Voci salvate
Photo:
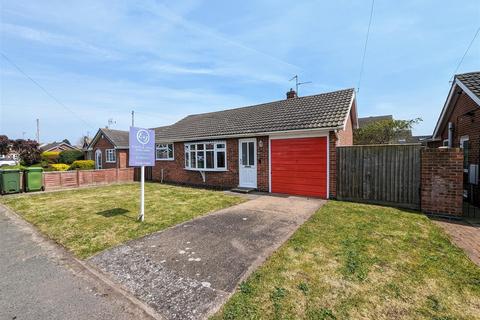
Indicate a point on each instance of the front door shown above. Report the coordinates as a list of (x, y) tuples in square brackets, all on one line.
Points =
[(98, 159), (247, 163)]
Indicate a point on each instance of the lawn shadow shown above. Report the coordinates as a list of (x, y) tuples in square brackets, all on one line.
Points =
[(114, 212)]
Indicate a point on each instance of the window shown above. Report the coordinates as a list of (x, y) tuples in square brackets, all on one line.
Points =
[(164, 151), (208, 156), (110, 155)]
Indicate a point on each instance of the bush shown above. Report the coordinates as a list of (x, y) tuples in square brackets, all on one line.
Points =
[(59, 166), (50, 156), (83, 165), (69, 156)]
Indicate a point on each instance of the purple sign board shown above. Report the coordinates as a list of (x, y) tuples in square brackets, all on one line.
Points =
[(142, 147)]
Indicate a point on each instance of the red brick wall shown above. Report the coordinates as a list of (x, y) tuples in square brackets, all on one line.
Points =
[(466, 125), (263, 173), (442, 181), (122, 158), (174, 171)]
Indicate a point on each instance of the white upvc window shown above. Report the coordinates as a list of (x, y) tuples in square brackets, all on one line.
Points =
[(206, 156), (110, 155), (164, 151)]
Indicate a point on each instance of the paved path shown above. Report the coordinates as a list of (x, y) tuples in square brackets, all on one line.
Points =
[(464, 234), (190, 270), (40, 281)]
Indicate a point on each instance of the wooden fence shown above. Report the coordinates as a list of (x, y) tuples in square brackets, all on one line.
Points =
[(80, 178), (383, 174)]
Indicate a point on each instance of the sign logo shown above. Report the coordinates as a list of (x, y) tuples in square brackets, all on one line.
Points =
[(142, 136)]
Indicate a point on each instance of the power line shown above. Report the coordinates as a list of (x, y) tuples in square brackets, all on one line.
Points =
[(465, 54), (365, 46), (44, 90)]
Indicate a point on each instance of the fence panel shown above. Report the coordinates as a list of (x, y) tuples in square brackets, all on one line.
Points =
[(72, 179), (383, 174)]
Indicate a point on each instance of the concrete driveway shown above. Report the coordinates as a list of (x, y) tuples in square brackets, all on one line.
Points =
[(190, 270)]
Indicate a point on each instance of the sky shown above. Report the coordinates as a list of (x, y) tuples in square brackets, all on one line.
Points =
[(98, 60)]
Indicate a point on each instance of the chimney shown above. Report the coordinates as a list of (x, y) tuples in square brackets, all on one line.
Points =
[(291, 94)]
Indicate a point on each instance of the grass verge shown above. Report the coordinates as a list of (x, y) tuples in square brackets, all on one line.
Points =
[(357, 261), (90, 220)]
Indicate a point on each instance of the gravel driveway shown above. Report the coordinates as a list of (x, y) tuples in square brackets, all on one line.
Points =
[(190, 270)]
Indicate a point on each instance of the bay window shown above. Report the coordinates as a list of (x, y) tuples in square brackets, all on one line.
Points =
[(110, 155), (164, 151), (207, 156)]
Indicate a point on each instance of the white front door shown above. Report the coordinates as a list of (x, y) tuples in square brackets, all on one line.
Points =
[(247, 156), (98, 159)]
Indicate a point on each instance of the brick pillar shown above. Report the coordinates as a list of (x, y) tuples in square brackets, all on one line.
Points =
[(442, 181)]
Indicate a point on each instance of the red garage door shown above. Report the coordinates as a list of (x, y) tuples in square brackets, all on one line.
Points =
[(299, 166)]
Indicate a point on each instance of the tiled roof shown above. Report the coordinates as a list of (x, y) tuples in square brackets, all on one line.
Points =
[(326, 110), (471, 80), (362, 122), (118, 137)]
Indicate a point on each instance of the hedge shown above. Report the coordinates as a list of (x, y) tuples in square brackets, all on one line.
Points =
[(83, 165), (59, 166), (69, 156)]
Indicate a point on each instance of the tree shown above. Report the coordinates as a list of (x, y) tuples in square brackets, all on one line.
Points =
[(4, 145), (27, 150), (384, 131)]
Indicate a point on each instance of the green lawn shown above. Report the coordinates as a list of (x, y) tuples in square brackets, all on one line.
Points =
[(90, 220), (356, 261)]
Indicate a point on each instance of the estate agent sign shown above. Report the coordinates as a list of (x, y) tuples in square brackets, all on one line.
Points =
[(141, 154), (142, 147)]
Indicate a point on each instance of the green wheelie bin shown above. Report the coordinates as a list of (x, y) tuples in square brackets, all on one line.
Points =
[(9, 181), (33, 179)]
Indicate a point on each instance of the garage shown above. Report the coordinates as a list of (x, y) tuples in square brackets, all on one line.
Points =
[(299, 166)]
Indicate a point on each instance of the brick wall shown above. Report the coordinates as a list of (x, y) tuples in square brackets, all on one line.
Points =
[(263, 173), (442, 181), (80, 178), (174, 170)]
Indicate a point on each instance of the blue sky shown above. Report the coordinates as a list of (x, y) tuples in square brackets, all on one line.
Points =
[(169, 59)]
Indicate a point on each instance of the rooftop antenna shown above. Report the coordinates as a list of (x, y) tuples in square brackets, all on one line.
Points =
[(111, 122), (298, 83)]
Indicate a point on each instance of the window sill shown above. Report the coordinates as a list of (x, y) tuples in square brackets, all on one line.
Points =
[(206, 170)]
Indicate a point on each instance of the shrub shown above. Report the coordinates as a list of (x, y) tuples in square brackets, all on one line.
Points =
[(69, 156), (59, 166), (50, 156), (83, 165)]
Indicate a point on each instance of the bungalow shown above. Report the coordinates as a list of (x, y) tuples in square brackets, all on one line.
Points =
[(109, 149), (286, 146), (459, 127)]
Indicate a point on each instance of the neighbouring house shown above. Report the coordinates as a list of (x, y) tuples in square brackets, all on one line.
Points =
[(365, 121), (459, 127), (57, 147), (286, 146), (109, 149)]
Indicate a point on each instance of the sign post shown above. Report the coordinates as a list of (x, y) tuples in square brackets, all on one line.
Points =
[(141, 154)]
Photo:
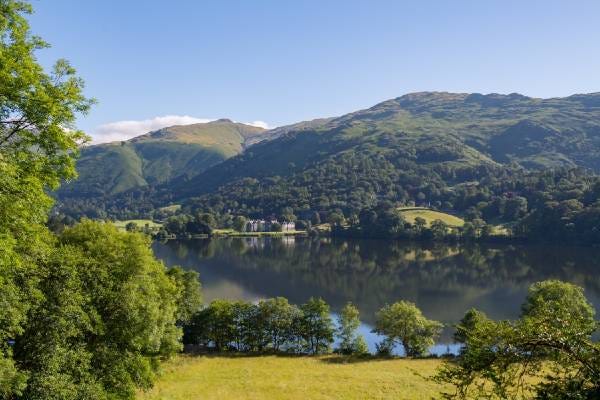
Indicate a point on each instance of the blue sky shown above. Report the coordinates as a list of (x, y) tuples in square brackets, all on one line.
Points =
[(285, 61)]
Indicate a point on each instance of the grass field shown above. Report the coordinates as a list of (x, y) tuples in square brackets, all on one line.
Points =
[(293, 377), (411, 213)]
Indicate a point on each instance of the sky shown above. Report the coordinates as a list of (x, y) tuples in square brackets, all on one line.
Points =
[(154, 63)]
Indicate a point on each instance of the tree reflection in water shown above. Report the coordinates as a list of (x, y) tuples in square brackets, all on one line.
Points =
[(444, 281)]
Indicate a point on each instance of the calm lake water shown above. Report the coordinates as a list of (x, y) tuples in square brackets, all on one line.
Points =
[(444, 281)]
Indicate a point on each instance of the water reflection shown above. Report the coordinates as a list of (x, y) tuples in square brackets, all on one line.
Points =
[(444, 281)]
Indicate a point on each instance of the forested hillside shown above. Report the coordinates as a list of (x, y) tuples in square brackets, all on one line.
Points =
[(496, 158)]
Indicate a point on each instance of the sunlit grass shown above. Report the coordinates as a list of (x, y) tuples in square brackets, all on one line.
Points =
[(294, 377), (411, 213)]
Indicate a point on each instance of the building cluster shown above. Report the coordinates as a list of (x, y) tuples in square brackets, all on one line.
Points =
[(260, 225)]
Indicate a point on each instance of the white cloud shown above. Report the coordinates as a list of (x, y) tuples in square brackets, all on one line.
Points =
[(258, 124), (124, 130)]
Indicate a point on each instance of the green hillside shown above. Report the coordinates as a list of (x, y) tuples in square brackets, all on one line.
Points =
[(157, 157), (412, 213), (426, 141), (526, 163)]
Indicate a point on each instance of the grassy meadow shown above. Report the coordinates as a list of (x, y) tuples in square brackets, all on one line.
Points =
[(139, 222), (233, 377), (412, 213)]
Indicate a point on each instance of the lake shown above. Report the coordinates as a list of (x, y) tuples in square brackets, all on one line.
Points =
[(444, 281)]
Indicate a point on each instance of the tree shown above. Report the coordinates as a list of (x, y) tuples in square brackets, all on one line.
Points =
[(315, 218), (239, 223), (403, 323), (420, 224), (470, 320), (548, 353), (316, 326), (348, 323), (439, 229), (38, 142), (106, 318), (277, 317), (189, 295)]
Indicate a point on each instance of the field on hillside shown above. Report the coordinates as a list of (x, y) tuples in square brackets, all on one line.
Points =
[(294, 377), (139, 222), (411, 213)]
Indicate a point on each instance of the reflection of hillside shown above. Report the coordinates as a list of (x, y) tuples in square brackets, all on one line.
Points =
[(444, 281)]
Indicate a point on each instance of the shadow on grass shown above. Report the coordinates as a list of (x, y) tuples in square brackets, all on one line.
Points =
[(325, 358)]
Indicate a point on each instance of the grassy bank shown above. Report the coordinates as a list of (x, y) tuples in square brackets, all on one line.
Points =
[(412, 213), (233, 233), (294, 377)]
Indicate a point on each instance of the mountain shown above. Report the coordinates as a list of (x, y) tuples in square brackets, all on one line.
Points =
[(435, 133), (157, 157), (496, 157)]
...
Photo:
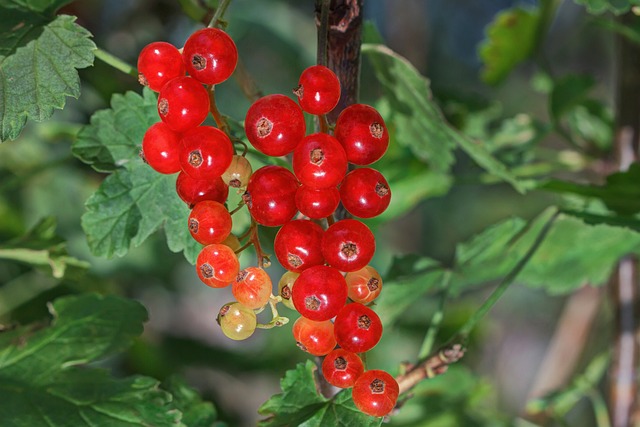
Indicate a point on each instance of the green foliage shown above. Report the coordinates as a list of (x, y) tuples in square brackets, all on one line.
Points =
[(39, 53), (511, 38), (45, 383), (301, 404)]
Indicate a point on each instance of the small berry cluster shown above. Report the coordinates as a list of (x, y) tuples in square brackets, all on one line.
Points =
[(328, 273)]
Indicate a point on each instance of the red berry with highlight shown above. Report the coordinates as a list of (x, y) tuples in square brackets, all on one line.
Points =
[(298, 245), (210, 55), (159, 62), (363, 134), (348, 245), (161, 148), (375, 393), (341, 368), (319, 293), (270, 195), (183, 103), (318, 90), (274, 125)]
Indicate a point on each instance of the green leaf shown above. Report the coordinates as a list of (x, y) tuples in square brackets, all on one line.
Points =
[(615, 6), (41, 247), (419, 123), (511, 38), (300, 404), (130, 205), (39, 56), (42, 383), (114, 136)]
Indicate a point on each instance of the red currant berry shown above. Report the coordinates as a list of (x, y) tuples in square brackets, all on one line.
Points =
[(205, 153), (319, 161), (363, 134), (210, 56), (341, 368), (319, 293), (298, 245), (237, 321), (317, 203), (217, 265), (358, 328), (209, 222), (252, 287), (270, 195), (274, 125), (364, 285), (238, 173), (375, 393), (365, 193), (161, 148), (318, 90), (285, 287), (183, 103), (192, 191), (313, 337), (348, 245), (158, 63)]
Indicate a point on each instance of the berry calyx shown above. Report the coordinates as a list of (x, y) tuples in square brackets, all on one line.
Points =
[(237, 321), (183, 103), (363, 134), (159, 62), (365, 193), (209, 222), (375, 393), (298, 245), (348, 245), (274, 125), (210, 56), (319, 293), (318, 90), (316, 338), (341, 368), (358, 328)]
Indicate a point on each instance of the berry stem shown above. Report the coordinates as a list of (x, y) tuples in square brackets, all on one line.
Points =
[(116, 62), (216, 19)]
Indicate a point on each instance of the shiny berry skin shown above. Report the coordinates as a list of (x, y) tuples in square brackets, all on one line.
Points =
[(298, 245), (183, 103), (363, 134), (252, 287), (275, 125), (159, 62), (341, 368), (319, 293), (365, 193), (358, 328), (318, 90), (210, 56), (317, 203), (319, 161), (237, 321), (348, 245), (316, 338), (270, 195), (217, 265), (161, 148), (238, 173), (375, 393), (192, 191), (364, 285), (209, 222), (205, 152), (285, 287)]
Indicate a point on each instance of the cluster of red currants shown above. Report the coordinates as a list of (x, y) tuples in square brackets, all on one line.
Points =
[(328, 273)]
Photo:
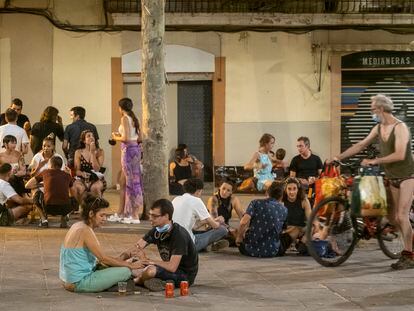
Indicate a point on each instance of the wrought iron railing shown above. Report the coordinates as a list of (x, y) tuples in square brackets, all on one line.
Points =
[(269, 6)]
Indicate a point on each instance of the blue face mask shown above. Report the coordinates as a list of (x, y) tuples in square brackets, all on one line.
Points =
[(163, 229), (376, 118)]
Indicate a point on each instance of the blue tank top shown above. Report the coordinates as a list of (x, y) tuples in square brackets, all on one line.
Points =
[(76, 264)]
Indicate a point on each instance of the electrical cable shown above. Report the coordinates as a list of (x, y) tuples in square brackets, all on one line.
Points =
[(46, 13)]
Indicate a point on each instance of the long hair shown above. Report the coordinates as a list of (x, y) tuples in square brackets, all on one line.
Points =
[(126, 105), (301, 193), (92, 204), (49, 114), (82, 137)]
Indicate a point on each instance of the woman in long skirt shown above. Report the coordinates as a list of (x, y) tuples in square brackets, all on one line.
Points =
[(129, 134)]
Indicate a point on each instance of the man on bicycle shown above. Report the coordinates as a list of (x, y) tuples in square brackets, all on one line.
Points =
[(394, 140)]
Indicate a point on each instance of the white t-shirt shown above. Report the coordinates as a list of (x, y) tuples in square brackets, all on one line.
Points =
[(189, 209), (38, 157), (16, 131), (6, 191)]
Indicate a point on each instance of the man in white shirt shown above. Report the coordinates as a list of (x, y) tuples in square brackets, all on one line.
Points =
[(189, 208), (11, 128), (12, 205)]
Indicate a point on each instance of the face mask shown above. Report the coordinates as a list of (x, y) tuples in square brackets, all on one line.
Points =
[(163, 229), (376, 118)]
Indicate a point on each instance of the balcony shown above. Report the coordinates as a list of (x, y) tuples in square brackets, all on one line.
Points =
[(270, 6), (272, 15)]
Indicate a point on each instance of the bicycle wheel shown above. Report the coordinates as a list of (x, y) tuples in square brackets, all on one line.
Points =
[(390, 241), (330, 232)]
* * *
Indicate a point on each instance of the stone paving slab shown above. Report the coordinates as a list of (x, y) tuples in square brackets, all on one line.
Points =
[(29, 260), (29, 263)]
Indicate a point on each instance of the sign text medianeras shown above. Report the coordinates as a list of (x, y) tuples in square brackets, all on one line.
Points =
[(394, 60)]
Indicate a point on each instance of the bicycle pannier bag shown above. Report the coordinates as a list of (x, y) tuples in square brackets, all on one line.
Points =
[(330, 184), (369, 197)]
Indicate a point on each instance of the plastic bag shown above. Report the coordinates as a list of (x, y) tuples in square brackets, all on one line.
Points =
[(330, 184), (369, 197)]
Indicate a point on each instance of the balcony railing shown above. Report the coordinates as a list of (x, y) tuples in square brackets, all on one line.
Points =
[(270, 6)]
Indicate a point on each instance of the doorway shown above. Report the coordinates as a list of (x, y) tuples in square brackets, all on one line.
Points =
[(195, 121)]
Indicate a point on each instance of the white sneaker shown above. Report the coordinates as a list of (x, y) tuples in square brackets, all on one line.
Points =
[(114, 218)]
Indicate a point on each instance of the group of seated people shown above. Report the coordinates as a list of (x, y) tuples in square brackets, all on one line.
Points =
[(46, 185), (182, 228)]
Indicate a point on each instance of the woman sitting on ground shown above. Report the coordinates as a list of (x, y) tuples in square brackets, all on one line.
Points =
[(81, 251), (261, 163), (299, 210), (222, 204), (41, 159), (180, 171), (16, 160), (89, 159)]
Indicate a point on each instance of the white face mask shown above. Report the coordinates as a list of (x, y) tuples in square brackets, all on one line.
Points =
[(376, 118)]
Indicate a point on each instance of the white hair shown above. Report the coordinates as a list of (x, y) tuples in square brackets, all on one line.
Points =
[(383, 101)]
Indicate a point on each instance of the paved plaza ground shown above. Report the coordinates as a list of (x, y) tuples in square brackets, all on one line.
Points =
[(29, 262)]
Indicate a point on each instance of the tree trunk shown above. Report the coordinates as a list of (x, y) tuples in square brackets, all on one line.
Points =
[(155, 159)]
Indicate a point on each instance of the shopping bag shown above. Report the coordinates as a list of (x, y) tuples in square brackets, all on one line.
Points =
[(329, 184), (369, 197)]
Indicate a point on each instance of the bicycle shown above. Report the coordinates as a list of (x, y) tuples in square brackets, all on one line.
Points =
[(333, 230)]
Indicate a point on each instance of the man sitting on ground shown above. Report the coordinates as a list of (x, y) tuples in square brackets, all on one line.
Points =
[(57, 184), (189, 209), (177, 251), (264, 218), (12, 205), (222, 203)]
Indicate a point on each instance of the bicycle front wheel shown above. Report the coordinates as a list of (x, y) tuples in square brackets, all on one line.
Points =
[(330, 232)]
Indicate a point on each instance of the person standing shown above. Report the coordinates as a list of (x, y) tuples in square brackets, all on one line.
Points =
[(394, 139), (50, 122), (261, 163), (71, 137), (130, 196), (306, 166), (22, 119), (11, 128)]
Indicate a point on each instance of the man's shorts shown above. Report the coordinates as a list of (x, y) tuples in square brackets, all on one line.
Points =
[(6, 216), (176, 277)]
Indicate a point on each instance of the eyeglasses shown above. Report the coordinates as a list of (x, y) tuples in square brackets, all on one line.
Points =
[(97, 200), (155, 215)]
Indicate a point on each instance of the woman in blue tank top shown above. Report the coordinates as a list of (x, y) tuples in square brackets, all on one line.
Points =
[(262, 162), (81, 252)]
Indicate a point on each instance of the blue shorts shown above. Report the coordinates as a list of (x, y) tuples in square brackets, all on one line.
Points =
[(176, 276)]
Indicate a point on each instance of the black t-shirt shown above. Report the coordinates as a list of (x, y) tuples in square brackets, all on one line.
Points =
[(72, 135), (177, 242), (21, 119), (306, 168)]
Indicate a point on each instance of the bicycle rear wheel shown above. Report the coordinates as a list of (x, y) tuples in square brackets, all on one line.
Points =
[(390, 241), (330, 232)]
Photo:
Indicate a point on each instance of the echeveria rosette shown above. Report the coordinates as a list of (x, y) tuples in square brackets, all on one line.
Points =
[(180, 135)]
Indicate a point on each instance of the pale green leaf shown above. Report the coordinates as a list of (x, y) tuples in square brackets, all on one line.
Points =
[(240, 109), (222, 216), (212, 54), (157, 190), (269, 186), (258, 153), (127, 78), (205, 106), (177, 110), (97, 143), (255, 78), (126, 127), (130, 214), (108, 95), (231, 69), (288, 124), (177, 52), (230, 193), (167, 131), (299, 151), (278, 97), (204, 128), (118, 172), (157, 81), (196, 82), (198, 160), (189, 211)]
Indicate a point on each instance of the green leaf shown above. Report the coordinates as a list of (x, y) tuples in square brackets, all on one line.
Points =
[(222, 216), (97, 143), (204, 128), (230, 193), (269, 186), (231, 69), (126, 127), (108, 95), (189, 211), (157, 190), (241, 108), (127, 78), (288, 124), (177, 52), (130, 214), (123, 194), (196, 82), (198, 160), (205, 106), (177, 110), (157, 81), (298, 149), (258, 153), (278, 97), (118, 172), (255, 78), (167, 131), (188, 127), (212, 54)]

§ **Obiettivo**: Puoi esprimere in un CSV a due colonne, «testo» e «risposta», le voci che vanno dalla riga con "Indicate a point on each instance of the white face" fino alla riga con "[(155, 159)]" compresa? Metti una riga CSV per ogni voce, con ciascun campo tra virgolette e gli a capo sostituiti da spazi.

§ **Risultato**:
testo,risposta
"Indicate a point on each instance of the white face mask shown above. Report the coordinates as a list of (x, y) tuples in square brackets, all on one line. Points =","[(376, 118)]"
"Indicate a point on each instance of the white hair shown above. Report the coordinates as a list of (x, y) tuples in square brackets, all on one line. Points =","[(383, 101)]"
"Indicate a point on each instance of the paved plaza ground shown above. Report the coordinates as a list of (x, y) tuples in square brackets, all on one line. Points =","[(29, 262)]"
"Indicate a point on each instance of the tree trunk shown above. Report the coordinates as a list of (x, y) tuples in square brackets, all on one line. Points =","[(155, 159)]"